You have to establish yourself as the Lead Mare. In the horse herd, it is the Lead Mare that rules. People think it is the stallion that is the leader of the herd, but not so. In horse language, the first one to move their feet is the loser. I have a 30 year old TW mare I no longer ride because she has breathing issues. But she is the Lead Mare and will bite and run any and all horses that I have had over the past 20 years. Most horses she accepted, a few bites and kicks and they knew their place in the herd. She had one serious challenger and she ran that mare ragged for over a week. She would not let that mare eat with the herd or join the herd in any way. I fed the mare away from the rest, but the Lead Mare would leave her own feed to go run the new mare away from her feed. She made the new mare _move her feet._ Over and over and over again. By the time the Lead Mare finally let the new mare join the herd, she gladly took her place in the herd and never challenged the Lead Mare again, ever.

My point here is that your donkey needs to respect you. By biting and blocking you, he is clearly telling you that he is dominate and you rank lower than him. Making him move his feet when he exhibits undesirable behavior could be as simple as yanking a plastic bag from your pocket and flapping it at him, waving your arms, yelling NO! chasing him and _making him move his feet._ It might take one of the above, or maybe all of them. None of these hurt him. Chase him away, do not let him stop moving his feet until _you_ decide he can stop. A round pen is a good idea for this. Go soft in your posture, put the bag in your pocket and let him stop. Pet him like you usually do and see if he tries to bite you, if he does, rinse-repeat. Always end on positive behavior. Donkeys are brilliant smart, so make sure the last thing you do with him is something good because he is going to roll it over in his mind, the last thing you want is him to be thinking about bad behavior. 

I had a donkey with curled up feet, it took two years to get him right again. Even after trimming his hooves, he toed out and it took a lot to get his feet straight again. He was like trying to stop a tornado. He fought, kicked, ran, you name it. But I had a good farrier that didn't give up. The donkey finally figured out that if he just stood there, it was over with quicker. Once he got that idea in his head, he would stop when he saw the farrier, let me halter him up and he practically lifted his feet for the farrier. We always ended on a positive and never quit when he was acting out. 

I had a mule bite me once, she was 9 months old and was jealous of me paying attention to a horse. She stomped her foot and when I didn't give in to her demand, she bit me. I ran her away from the herd. Now you might figure, that mule could just run away and not come back for awhile, but nope, that's not what they do. A mule, donkey or horse alone is vulnerable to predators, they want the safety of the herd. So she tried to join the herd and I ran her away. What was so funny, the other horses didn't run, they seemed to know that she had done something bad and was being punished. I chased her away for 30 minutes, by that time I was tired, so I let her come back. I petted her, brushed her-on _my _terms-not hers. I had her for 10 years and she never bit me or anybody else again.

**MATERIAL SHOWN**
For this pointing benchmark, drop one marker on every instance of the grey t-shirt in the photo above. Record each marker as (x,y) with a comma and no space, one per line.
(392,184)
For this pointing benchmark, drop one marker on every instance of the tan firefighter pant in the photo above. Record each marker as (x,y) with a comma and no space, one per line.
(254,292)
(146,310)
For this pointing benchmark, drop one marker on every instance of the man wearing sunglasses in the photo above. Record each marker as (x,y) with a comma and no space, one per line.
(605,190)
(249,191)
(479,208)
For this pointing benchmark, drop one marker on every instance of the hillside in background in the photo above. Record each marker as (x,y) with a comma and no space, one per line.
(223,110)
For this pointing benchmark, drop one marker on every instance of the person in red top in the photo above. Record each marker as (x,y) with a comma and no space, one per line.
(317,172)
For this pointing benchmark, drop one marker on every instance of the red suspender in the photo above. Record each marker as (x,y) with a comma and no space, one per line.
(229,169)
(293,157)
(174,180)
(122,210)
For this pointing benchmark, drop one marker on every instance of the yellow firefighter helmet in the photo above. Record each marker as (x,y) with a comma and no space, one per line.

**TASK A**
From the donkey-training text, list every action it gives as a way to make the donkey move his feet when he behaves badly.
**TASK B**
Reproduce the donkey-training text from the words "I had a mule" through the words "anybody else again.".

**TASK ANSWER A**
- Yanking a plastic bag from your pocket and flapping it at him
- Waving your arms
- Yelling NO!
- Chasing him

**TASK ANSWER B**
I had a mule bite me once, she was 9 months old and was jealous of me paying attention to a horse. She stomped her foot and when I didn't give in to her demand, she bit me. I ran her away from the herd. Now you might figure, that mule could just run away and not come back for awhile, but nope, that's not what they do. A mule, donkey or horse alone is vulnerable to predators, they want the safety of the herd. So she tried to join the herd and I ran her away. What was so funny, the other horses didn't run, they seemed to know that she had done something bad and was being punished. I chased her away for 30 minutes, by that time I was tired, so I let her come back. I petted her, brushed her-on _my _terms-not hers. I had her for 10 years and she never bit me or anybody else again.